**YOUR GOAL**
What to return is the tail of the data, from the line that contains "Target: coastal headland" down to the last line, copied exactly.

**LISTED ENTRIES**
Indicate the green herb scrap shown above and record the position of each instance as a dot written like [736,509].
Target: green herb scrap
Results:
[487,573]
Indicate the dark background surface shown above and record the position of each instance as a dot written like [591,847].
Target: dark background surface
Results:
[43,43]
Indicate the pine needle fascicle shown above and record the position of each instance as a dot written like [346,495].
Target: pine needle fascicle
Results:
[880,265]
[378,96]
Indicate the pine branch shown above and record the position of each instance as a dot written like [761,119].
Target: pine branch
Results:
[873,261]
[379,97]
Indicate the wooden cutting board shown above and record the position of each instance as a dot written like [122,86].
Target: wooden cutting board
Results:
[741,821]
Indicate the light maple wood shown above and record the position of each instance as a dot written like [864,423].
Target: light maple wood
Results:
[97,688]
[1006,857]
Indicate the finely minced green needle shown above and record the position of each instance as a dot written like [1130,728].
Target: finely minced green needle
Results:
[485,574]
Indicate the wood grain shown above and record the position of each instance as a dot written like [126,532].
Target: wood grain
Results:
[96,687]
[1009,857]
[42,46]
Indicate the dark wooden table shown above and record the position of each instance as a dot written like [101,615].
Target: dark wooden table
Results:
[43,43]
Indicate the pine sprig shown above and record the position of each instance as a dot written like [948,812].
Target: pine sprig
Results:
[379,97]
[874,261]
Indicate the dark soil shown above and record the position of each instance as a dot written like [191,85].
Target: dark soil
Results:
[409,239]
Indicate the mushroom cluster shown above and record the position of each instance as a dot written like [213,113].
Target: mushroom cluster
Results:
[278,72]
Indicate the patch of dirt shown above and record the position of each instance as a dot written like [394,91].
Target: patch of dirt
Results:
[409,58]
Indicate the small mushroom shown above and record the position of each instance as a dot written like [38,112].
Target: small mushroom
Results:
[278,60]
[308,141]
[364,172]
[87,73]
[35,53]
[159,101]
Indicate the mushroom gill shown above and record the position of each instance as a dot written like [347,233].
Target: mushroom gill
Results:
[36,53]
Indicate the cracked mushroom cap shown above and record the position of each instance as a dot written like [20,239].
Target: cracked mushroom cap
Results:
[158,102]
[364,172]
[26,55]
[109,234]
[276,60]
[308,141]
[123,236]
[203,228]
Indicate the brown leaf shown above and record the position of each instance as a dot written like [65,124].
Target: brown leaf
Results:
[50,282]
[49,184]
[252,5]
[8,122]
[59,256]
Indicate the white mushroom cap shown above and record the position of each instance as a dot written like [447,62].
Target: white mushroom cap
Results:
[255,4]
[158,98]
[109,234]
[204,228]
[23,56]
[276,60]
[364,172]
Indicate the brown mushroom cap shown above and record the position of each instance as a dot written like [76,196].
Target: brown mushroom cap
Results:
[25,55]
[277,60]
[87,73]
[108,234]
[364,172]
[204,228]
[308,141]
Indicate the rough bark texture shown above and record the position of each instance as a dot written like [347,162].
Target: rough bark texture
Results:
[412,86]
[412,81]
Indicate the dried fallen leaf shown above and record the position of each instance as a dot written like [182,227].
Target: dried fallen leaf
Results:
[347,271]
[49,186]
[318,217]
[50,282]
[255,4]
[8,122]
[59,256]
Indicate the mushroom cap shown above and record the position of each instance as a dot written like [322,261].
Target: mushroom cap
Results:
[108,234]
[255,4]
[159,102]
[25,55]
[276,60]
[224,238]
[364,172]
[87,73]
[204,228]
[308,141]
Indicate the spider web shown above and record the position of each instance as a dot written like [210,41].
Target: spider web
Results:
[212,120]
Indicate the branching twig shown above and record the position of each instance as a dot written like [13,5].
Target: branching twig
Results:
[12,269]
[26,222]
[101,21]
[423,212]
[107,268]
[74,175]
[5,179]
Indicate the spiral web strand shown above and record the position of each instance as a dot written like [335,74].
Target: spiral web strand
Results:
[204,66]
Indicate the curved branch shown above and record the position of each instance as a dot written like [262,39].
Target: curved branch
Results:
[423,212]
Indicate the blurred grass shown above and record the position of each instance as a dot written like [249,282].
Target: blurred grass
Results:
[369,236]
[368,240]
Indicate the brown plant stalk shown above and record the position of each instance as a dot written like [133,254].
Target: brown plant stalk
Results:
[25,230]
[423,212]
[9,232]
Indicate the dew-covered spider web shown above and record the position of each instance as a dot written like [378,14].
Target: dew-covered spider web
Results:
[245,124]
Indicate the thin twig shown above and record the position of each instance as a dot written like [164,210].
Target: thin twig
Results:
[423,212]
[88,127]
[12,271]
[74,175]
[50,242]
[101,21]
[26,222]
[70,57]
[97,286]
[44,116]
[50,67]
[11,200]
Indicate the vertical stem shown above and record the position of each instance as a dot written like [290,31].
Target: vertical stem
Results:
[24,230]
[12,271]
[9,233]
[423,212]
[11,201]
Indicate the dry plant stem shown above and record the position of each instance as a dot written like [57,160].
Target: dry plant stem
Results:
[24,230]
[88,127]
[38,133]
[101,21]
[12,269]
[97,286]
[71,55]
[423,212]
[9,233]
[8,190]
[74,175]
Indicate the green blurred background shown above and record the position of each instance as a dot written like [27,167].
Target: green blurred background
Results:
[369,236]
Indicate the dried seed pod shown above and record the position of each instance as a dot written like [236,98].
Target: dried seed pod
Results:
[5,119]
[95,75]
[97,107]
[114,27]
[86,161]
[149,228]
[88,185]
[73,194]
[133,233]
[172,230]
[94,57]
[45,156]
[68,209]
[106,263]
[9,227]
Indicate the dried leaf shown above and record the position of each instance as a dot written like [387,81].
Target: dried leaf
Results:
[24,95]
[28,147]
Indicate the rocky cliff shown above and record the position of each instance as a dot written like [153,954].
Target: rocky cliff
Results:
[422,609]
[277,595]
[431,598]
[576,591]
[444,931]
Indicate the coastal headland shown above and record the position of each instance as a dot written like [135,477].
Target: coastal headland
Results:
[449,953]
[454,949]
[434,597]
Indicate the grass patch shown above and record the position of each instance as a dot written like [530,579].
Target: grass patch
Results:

**EXPECTED ANSWER**
Target: coastal headland
Results:
[449,953]
[454,949]
[434,597]
Indicate the grass patch shown above and record the position of each instance as a dot written like [530,579].
Target: grass patch
Results:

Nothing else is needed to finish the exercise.